---------- Brano del documento
S. Fosca

S. Fosca (Campo, Ponte, Rio, Salizzada, Calle). Vuolsi che la chiesa di S. Fosca sorgesse nell’873 per opera di Crasso Fazio, vescovo d’Olivolo, ma è più probabile che, da Sàbatra trasportato a Torcello nel secolo X il corpo di S. Fosca, si estendesse anche a Venezia il culto di questa Santa, e che le si fabbricasse l’anzidetta chiesa. Essa nel 1297 fu ristaurata e trecento ottantadue anni dopo, cioè nel 1679, rifabbricata. Nel 1733 decorossi di nuovo prospetto a merito di Filippo Donà, e consecrossi da Girolamo Fonda, vescovo Nonense. Finalmente nel 1741, a spese del medesimo Donà, se ne rifece il soffitto crollato a terra il 24 giugno di quello anno dopo l’ultima messa, al qual fatto allude l’iscrizione: Ad majorem Dei gloriam. MDCCXLI. Questa chiesa, che da parrocchiale divenne nel 1810 sussidiaria di quella dei SS. Ermagora e Fortunato (vulgo S. Marcuola), ebbe nel 1847 ristauri, ed abbellimenti novelli.

Ricordano i cronisti che il campanile della chiesa di Santa Fosca cadde il giorno di San Lorenzo del 1410 a cagione d’un turbine fierissimo, che arrecò danno a Venezia per sessanta mila ducati.
--------------------
---------- Estratto dei dati
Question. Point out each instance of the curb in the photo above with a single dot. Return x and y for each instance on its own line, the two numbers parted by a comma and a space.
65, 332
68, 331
--------------------
→ **Attività da svolgere**
• a. Secondo il brano sulla chiesa di Santa Fosca, quando e per quale causa cadde il campanile?
• b. Riscriva fedelmente il passo del brano sulla chiesa di Santa Fosca che va da "Ricordano i cronisti" fino a "sessanta mila ducati.", quest'ultimo incluso.
• c. Prosegua il brano storico sulla chiesa veneziana di Santa Fosca, riprendendo subito dopo la sua ultima frase.

→ **Risultati**
• a. Cadde il giorno di San Lorenzo del 1410 a causa di un turbine fierissimo.

• b.
Ricordano i cronisti che il campanile della chiesa di Santa Fosca cadde il giorno di San Lorenzo del 1410 a cagione d’un turbine fierissimo, che arrecò danno a Venezia per sessanta mila ducati.

• c.
Nel 1535 fu posto a reggere, come pievano, la chiesa di Santa Fosca, Nicolò Liburnio, uomo letterato, ed autore della Spada di Dante, e d’altre opere. Egli morì nel 1557, e nella sua chiesa venne sepolto in un’arca, sopra il coperchio della quale scorgevasi intagliata in marmo la di lui immagine, che Pietro Gradenigo da S. Giustina, come disse ne’ suoi Notatorii, fece disegnare dal Grevembroch perché non se ne perdesse la memoria.

Era della chiesa di S. Fosca quel prete Agostino, che, solendo bestemmiare giocando, fu il 7 agosto 1542, secondo la cronaca del Barbo, posto in berlina fra le due colonne di San Marco da terza a nona, chiuso il giorno seguente nella cheba fino al termine di settembre, condannato poscia a compier l’anno nella Prigion Forte, e finalmente bandito in perpetuo. Riporta il Gallicciolli alcuni versi che in quest’occasione vennero stampati, e ch’egli trasse da una miscellanea posseduta dal Morelli, ove scorgevasi effigiata la cheba, o gabbia, quadrata, sporgente da una finestrella a metà del campanile di S. Marco. Del supplizio della cheba abbiamo altrove parlato. Qui aggiungeremo che malamente asserisce il Gallicciolli, sulla fede della cronaca Erizzo, che questo supplizio abbia terminato nel 1518, mentre, come si è veduto, era in uso ancora nel 1542. Forse dopo il 1518 non avrannosi più condannati i rei alla cheba in vita ma temporariamente soltanto.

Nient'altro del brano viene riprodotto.